(Free-text object descriptions)

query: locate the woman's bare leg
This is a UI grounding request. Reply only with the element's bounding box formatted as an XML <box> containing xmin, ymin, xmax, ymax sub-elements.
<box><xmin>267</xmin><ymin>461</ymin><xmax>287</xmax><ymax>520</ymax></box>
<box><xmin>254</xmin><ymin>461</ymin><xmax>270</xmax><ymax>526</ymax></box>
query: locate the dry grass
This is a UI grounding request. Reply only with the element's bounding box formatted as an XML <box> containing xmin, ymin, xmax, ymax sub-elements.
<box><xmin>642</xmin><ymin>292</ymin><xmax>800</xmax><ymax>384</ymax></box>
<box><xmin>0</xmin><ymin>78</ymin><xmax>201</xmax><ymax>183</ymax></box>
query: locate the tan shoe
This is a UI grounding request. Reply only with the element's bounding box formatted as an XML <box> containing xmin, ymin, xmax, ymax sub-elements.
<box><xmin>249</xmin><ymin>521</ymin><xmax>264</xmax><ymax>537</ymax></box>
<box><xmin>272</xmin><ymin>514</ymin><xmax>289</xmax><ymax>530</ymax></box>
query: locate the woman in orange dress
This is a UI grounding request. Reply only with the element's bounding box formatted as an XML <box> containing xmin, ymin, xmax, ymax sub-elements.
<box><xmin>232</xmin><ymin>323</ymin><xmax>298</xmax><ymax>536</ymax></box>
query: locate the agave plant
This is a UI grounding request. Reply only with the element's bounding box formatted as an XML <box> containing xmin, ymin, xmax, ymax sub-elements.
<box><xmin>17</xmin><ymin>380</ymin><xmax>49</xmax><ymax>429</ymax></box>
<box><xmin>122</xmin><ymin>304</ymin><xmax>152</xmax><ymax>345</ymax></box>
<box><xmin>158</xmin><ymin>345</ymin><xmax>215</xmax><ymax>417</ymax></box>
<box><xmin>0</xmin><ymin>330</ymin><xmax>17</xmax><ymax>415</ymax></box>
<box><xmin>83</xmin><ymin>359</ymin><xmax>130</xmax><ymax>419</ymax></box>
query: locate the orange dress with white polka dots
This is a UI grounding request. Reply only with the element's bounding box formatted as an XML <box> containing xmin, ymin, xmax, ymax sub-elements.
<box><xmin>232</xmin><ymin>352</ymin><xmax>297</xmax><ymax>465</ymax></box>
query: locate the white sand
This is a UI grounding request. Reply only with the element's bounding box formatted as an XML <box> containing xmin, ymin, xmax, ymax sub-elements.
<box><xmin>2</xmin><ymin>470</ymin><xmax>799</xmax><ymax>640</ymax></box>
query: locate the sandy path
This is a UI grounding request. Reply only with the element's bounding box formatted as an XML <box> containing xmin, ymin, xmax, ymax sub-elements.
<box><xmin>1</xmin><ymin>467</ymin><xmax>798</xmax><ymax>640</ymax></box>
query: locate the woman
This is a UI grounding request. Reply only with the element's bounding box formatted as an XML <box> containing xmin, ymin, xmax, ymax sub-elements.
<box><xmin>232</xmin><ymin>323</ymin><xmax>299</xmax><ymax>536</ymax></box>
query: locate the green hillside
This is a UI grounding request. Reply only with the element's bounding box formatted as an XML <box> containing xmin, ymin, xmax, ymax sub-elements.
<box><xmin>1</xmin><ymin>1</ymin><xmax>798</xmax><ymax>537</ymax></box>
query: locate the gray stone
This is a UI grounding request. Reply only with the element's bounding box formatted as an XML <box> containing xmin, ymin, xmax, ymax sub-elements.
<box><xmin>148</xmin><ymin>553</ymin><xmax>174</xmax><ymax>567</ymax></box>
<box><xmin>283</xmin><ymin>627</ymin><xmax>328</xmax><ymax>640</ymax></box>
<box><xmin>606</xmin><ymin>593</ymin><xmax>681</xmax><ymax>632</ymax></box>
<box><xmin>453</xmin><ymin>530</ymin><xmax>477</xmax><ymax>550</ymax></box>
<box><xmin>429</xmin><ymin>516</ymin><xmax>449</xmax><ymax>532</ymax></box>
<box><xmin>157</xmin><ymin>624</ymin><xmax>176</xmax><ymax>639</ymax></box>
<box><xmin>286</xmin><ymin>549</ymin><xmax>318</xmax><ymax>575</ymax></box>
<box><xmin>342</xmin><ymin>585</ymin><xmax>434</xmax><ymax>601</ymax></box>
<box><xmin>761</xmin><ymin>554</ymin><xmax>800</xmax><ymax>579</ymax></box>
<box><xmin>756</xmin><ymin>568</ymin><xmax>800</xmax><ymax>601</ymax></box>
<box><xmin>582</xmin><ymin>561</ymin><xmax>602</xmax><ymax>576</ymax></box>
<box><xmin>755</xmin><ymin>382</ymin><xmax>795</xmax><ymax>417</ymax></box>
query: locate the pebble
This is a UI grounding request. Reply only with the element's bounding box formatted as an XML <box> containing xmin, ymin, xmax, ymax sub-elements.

Exercise requirements —
Copy down the complete data exactly as supplied.

Answer to the problem —
query: locate the woman's bare leg
This is a UI grounding request. Reply only with the element's bounding box formatted as an XML <box> containing xmin, ymin, xmax, ymax sub-elements.
<box><xmin>267</xmin><ymin>461</ymin><xmax>287</xmax><ymax>520</ymax></box>
<box><xmin>254</xmin><ymin>461</ymin><xmax>270</xmax><ymax>526</ymax></box>
query: locate the dry grass
This is a UI grounding request. Reply only with the element's bounding box formatted as an XML <box> containing xmin, ymin, xmax, ymax sub-elements.
<box><xmin>642</xmin><ymin>292</ymin><xmax>800</xmax><ymax>384</ymax></box>
<box><xmin>0</xmin><ymin>78</ymin><xmax>201</xmax><ymax>183</ymax></box>
query: locate the tan shoe
This is a UI grounding request. Reply only with the element's bounding box formatted as an XML <box> containing xmin, ymin, xmax, ymax sub-elements.
<box><xmin>249</xmin><ymin>521</ymin><xmax>264</xmax><ymax>537</ymax></box>
<box><xmin>272</xmin><ymin>514</ymin><xmax>289</xmax><ymax>530</ymax></box>
query: locate the woman in orange dress
This is a UI grounding request. Reply only with the element's bounding box formatted as an XML <box> containing xmin, ymin, xmax, ymax sub-elements.
<box><xmin>232</xmin><ymin>323</ymin><xmax>298</xmax><ymax>536</ymax></box>
query: locate the agave plant
This is a UI grounding request. Reply only with the element's bounding box formatted as an XML <box> containing xmin, ymin, xmax, ymax sub-elements.
<box><xmin>17</xmin><ymin>380</ymin><xmax>49</xmax><ymax>429</ymax></box>
<box><xmin>122</xmin><ymin>304</ymin><xmax>152</xmax><ymax>345</ymax></box>
<box><xmin>158</xmin><ymin>345</ymin><xmax>215</xmax><ymax>417</ymax></box>
<box><xmin>0</xmin><ymin>330</ymin><xmax>17</xmax><ymax>415</ymax></box>
<box><xmin>83</xmin><ymin>359</ymin><xmax>130</xmax><ymax>419</ymax></box>
query: locate the orange dress with white polka dots
This is a UI grounding request. Reply only with the element's bounding box formatted as an XML <box> containing xmin, ymin, xmax, ymax sub-elements.
<box><xmin>232</xmin><ymin>352</ymin><xmax>297</xmax><ymax>465</ymax></box>
query: locate the white sand
This is a UI grounding request. Reply only with the element's bounding box formatted as an XML <box> containing xmin, ymin, xmax, ymax sub-elements.
<box><xmin>2</xmin><ymin>470</ymin><xmax>799</xmax><ymax>640</ymax></box>
query: locate the sandy path
This is a UI grounding request. Reply only with the element's bounding box formatted as an XML <box> containing xmin, ymin, xmax, ymax sub-elements.
<box><xmin>1</xmin><ymin>467</ymin><xmax>798</xmax><ymax>640</ymax></box>
query: locate the woman
This is a UI grounding request. Reply only with the element's bounding box formatted as an XML <box> containing xmin, ymin, xmax, ymax sub-elements.
<box><xmin>232</xmin><ymin>323</ymin><xmax>299</xmax><ymax>536</ymax></box>
query: locate the green hillside
This is a UI grounding request. Reply only with the element's bounding box formatted as an XML <box> containing xmin, ymin, xmax, ymax sub-elements.
<box><xmin>1</xmin><ymin>1</ymin><xmax>798</xmax><ymax>537</ymax></box>
query: locate the gray stone
This is a UI grounding request. Reply only with the element's bounding box formatted as an XML <box> containing xmin, ymin, xmax, ymax sub-elements.
<box><xmin>148</xmin><ymin>553</ymin><xmax>174</xmax><ymax>567</ymax></box>
<box><xmin>283</xmin><ymin>627</ymin><xmax>328</xmax><ymax>640</ymax></box>
<box><xmin>606</xmin><ymin>593</ymin><xmax>681</xmax><ymax>632</ymax></box>
<box><xmin>453</xmin><ymin>530</ymin><xmax>477</xmax><ymax>550</ymax></box>
<box><xmin>429</xmin><ymin>516</ymin><xmax>449</xmax><ymax>532</ymax></box>
<box><xmin>157</xmin><ymin>624</ymin><xmax>176</xmax><ymax>639</ymax></box>
<box><xmin>286</xmin><ymin>549</ymin><xmax>318</xmax><ymax>575</ymax></box>
<box><xmin>342</xmin><ymin>585</ymin><xmax>434</xmax><ymax>601</ymax></box>
<box><xmin>761</xmin><ymin>554</ymin><xmax>800</xmax><ymax>579</ymax></box>
<box><xmin>756</xmin><ymin>568</ymin><xmax>800</xmax><ymax>601</ymax></box>
<box><xmin>582</xmin><ymin>561</ymin><xmax>602</xmax><ymax>576</ymax></box>
<box><xmin>755</xmin><ymin>382</ymin><xmax>795</xmax><ymax>417</ymax></box>
query: locate the pebble
This is a UI grounding request. Reply only with the element's bounding box formatted as an XML <box> containing xmin, ymin, xmax, ymax sub-elements.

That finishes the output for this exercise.